# REQUIREMENTS
- 1) Translate the following sentence from the news article on the Montana primary into Spanish: "Prouse, 29, spent two years appealing two traffic tickets for driving without a valid license."
- 2) Reproduce verbatim the passage of the news article on the Montana primary starting at "Feland, Miller Win" and ending at "Social Security numbers.".

# TEXT BLOCK
◇ ◇ ◇ ◇

Feland, Miller Win PSC Races
HELENA (AP) _ Republicans have weeded out three of their most conservative lawmakers, ousting a self-described constitutionalist, a leading abortion foe and an advocate of public spankings.
Rep. Wes Prouse of Shepherd, and Sens. Sharon Estrada of Billings and Jim Burnett of Luther were among seven incumbents who lost intraparty contests in Tuesday’s primary election.
Prouse, seeking a second term, has professed a belief that he has no obligation to obey Montana laws he considers unconstitutional.
For instance, Prouse said the U.S. Constitution gives states no authority to issue licenses to private citizens. He said that’s why he drove for five years without a driver’s license. He also doesn’t believe in mandatory car insurance, vehicle registration or Social Security numbers.
``What’s right is right,″ Prouse once said. ``We’re guaranteed certain rights and if that makes me a constitutionalist, fine. ... I believe the Constitution is something we should defend. Quit running from it.″
Prouse, 29, spent two years appealing two traffic tickets for driving without a valid license.

◇ ◇ ◇ ◇

# GIVEN RECORDS
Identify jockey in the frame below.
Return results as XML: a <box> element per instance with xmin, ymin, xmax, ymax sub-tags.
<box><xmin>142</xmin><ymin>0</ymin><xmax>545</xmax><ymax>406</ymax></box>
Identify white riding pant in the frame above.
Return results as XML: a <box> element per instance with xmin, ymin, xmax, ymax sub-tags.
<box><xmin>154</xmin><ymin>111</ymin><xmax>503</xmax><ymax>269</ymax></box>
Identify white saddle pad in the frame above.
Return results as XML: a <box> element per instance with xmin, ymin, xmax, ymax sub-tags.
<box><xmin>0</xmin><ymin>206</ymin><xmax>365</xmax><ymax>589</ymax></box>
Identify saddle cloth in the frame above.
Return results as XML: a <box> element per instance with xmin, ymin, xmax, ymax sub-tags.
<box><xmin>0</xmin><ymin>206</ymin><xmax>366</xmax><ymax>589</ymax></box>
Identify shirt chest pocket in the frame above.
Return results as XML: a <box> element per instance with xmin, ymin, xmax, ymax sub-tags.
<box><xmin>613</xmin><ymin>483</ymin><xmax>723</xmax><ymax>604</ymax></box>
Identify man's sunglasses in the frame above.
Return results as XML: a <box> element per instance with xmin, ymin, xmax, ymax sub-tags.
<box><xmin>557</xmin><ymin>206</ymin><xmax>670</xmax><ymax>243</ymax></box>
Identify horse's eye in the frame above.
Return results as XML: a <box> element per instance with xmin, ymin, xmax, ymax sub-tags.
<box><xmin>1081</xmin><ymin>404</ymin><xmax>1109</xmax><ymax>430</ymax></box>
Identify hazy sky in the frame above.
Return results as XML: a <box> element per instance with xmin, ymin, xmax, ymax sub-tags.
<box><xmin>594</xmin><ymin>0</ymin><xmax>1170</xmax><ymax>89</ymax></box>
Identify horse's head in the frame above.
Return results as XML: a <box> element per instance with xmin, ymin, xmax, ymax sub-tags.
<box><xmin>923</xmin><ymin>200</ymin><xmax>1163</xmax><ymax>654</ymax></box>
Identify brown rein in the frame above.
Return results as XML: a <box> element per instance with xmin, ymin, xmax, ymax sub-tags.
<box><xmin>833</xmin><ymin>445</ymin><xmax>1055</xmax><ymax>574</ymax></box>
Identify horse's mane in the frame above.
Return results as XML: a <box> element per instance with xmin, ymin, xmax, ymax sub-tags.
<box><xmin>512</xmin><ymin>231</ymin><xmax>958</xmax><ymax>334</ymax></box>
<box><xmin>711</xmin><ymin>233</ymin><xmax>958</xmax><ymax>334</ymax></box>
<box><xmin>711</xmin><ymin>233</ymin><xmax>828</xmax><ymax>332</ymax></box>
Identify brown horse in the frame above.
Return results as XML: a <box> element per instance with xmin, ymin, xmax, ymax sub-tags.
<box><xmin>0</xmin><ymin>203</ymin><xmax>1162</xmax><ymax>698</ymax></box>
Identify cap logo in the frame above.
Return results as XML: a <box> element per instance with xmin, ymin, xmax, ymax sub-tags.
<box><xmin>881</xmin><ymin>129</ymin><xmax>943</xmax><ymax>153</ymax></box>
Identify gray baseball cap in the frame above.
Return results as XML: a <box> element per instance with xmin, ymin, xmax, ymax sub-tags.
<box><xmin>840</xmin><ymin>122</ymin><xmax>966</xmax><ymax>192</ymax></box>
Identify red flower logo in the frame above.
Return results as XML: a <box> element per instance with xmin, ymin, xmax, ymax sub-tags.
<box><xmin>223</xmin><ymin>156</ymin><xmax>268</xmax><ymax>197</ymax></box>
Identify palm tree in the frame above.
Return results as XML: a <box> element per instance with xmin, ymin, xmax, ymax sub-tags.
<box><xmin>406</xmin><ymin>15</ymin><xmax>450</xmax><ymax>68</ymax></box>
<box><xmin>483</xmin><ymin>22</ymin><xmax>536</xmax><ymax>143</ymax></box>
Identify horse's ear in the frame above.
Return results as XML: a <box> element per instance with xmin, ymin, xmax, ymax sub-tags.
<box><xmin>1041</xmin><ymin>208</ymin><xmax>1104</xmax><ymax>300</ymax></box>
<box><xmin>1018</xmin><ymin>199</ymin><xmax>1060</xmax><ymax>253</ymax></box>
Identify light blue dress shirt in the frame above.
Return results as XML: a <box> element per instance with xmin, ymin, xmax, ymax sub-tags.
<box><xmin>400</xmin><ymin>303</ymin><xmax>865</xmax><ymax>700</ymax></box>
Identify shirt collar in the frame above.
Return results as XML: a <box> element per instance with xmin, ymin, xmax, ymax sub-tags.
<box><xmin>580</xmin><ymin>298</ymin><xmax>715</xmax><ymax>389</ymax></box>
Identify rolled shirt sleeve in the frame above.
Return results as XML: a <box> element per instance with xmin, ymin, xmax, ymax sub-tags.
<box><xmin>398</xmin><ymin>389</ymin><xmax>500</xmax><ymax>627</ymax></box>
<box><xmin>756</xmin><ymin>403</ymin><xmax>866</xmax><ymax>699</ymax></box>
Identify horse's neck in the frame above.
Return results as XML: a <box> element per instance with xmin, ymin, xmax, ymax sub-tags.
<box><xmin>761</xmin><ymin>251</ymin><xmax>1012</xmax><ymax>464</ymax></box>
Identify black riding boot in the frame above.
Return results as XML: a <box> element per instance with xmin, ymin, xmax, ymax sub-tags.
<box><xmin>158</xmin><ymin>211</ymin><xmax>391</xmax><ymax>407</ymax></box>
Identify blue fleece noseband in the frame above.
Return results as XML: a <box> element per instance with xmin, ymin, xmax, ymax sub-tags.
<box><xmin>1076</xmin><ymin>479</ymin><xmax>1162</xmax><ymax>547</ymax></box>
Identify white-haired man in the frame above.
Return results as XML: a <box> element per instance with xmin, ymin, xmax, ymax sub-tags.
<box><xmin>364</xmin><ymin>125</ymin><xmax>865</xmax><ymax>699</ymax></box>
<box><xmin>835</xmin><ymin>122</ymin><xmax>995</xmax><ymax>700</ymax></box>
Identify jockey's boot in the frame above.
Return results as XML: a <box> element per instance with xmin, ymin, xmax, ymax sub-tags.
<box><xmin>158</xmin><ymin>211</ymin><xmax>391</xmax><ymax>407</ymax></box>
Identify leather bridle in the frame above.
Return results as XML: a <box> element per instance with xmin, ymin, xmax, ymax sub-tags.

◇ ◇ ◇ ◇

# EXERCISE SOLUTIONS
- 1) Prouse, de 29 años, pasó dos años apelando dos multas de tránsito por conducir sin una licencia válida.

- 2)
Feland, Miller Win PSC Races
HELENA (AP) _ Republicans have weeded out three of their most conservative lawmakers, ousting a self-described constitutionalist, a leading abortion foe and an advocate of public spankings.
Rep. Wes Prouse of Shepherd, and Sens. Sharon Estrada of Billings and Jim Burnett of Luther were among seven incumbents who lost intraparty contests in Tuesday’s primary election.
Prouse, seeking a second term, has professed a belief that he has no obligation to obey Montana laws he considers unconstitutional.
For instance, Prouse said the U.S. Constitution gives states no authority to issue licenses to private citizens. He said that’s why he drove for five years without a driver’s license. He also doesn’t believe in mandatory car insurance, vehicle registration or Social Security numbers.